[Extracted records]

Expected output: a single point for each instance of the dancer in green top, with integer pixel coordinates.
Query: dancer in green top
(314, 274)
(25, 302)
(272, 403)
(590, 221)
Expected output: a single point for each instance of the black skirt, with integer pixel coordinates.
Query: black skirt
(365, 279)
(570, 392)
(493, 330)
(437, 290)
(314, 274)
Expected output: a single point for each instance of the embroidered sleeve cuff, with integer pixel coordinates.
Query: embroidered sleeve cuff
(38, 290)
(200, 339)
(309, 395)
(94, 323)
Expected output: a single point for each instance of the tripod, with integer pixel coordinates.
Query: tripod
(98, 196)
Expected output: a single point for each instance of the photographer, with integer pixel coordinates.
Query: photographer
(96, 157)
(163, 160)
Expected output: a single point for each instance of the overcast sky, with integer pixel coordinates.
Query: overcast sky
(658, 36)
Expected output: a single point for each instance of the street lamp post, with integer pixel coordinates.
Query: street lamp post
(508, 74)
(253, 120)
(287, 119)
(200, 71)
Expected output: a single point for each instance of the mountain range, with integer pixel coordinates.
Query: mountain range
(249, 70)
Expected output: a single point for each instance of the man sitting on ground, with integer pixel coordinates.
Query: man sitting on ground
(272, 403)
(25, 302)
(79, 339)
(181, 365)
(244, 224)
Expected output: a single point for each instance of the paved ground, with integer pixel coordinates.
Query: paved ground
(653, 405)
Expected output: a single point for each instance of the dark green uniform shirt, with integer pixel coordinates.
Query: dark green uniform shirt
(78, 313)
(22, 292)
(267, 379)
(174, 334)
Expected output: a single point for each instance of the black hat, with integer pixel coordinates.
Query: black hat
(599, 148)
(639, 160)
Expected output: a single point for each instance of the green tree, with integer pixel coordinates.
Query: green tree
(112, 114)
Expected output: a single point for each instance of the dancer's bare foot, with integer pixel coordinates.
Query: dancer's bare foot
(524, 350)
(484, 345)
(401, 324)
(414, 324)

| Your task |
Only certain lines are wanted. Please return exactly those from the top of the data through the line with "Expected output: a single point for each instance of the dark".

| Output of the task |
Expected output: a single point for each instance of the dancer in green top, with integer pixel coordinates.
Query: dancer in green top
(314, 274)
(25, 302)
(272, 403)
(590, 221)
Expected output: a single point for each instance of the black skirt, with integer pixel coordinates.
Query: black skirt
(365, 279)
(570, 392)
(493, 330)
(437, 290)
(314, 274)
Expected output: a single point for each instance of the embroidered sleeve cuff, with integer pixel coordinates.
Query: embroidered sleeve cuff
(38, 290)
(200, 339)
(309, 395)
(94, 323)
Expected output: a single point for each instance of the tripod, with integer pixel coordinates.
Query: tripod
(98, 196)
Expected output: a single point for each instance of the photographer, with integer pixel coordinates.
Query: photographer
(96, 157)
(163, 160)
Expected output: a single point for each instance of the overcast sky, with integer pixel coordinates.
Query: overcast sky
(658, 36)
Expected output: a single point for each instance of the street lamp post, with integer pixel coordinates.
Query: street lamp post
(508, 74)
(253, 120)
(287, 119)
(200, 71)
Expected output: a single point for each instance of the mountain range, with integer pixel coordinates.
Query: mountain range
(249, 70)
Expected output: a single point for each instance of the man sitting on ground, with integer pixel coordinates.
Query: man sitting on ground
(272, 403)
(25, 302)
(79, 339)
(181, 365)
(244, 224)
Expected output: a single point for each instance of the paved ground, with integer pixel coordinates.
Query: paved ground
(653, 405)
Expected output: a single point for each instance of the dark green uniform shirt, with integer pixel coordinates.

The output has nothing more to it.